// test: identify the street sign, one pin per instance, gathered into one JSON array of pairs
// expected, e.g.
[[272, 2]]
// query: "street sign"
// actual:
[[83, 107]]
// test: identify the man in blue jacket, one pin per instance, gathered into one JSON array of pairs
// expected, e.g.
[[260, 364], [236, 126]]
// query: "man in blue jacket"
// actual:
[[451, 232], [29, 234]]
┄┄┄┄┄┄┄┄┄┄
PROBLEM: Retype every entry above verbatim, preserving each line as it appears.

WRITTEN REPLY:
// test: identify the street sign, one pin per instance, gathered into one JSON array of pairs
// expected, e.g.
[[272, 2]]
// query: "street sign"
// actual:
[[83, 107]]
// test: identify the man in blue jacket, one pin per instance, gathered into one JSON array of pairs
// expected, e.g.
[[260, 364], [236, 126]]
// query: "man in blue jacket"
// actual:
[[451, 232], [29, 234]]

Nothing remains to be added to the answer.